*** Opening of Text under study ***
Aim

beam aims to provide benchmark evaluation and metrics.

We believe we can formalize and store open and reusable performance metrics to be reused by anyone running any method comparison (aka benchmark). We also aim to automate decisions, to reduce implicit biases.

For that we can borrow ideas from measurement theory and other fields.

beam is under development.

Background

A metric result procedure (not a result from running the metric), such as accuracy or kBet or max RSS, ingests/produces similarly shaped and similarly interpretable results. Can be generated by multiple implementations.

• Implementations: [{name : blabla, version: v1, language: python, license: MIT}; {name: fastbla, version: v2.2.2, language: Rust, license: GPL}]
• Syntax
  • Dimension: vector, matrix, scalar, graph, complex (if complex, specify schema) etc
    • Schema: json schema for shape validation
  • Values: str, int, float32, bool, etc
  • File format: matrix market, csv, json, etc
• Semantics
  • Interpretation: low is good, A better than B better than C, etc; linear or not linear
  • Range: ratio, natural plus zero, (0 - 11.5), etc
  • Scale: nominal, ordinal, interval, ratio
    • Allowed transformations: e.g poor = 0, mid = 1; or sqrt(x), arcsin(x) etc
  • Timeseries: no (whether repeated measures are taken at perhaps regular intervals)
*** Close of Text under study ***
*** Opening of Data extracts ***
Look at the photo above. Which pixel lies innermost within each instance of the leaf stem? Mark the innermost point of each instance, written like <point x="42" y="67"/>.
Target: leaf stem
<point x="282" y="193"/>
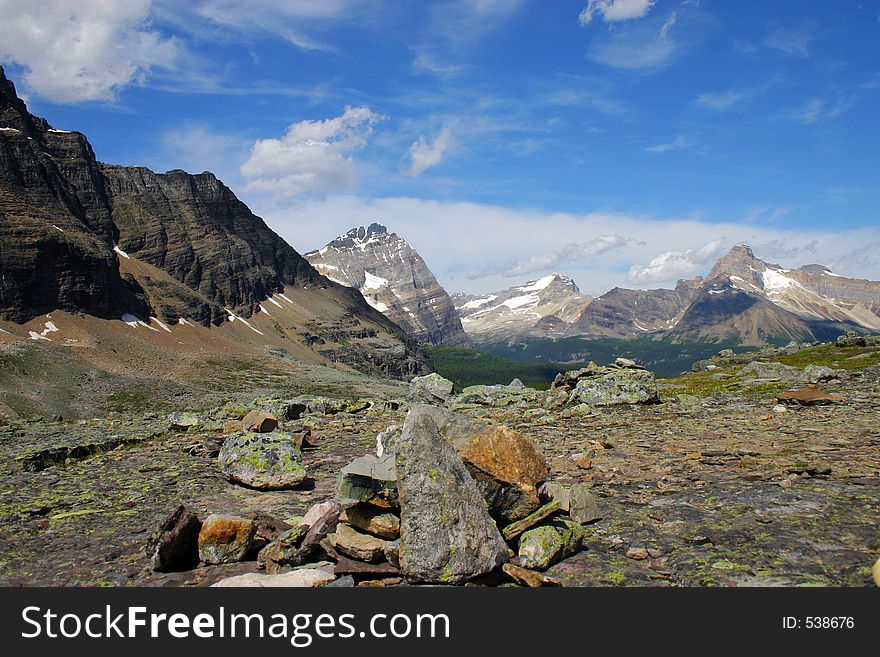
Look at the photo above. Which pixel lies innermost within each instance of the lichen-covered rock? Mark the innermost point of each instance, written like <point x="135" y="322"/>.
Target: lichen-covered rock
<point x="430" y="389"/>
<point x="372" y="520"/>
<point x="583" y="507"/>
<point x="225" y="539"/>
<point x="369" y="479"/>
<point x="505" y="465"/>
<point x="269" y="461"/>
<point x="446" y="533"/>
<point x="175" y="545"/>
<point x="284" y="551"/>
<point x="182" y="421"/>
<point x="818" y="374"/>
<point x="541" y="547"/>
<point x="259" y="422"/>
<point x="498" y="396"/>
<point x="622" y="386"/>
*** Close of Data extracts ***
* **Problems and tasks**:
**a)** In the text on beam metrics, which four scale types are listed under Semantics?
**b)** Carry on the text on beam metrics from its last line.

* **Answers to the exercise**:
**a)** Nominal, ordinal, interval, and ratio.

**b)**
• Documentation
  • Description (human readable)
• QA/QC
  • Example inputs for CI/CD / validity testing and their expected outputs
• Taxonomy
  • Intrinsic or depending on a truth; if dependending on a truth, specify the truth
  • Truth
    • Syntax (borrow specs from above)
    • Documentation
• Known applications: [clustering, classification]
• Example applications: Anthony's clustering benchmark v1 with permalink X, spacehack v99.9 with permalink Y

Scales (e.g. measurement theory-wise) imply constraints in comparisons, e.g. makes no sense to build distances on nominal data, or variance on ordinal labels; but makes sense to cross-tabulate nominal data or log-tranform ratios.

Metric repository and formalization

We aim to provide tested software implementations for commonly used metrics (e.g. TPR). So they are properly annotated with metric nutrition labels, akin to dataset nutrition labels. Based on the metric nature, including syntax and semantics, so input and output interfaces are clear and reusable, independently of the language/interpreter.

Why?

This project is inspired by omnibenchark, a tool for open and continuous community benchmarking.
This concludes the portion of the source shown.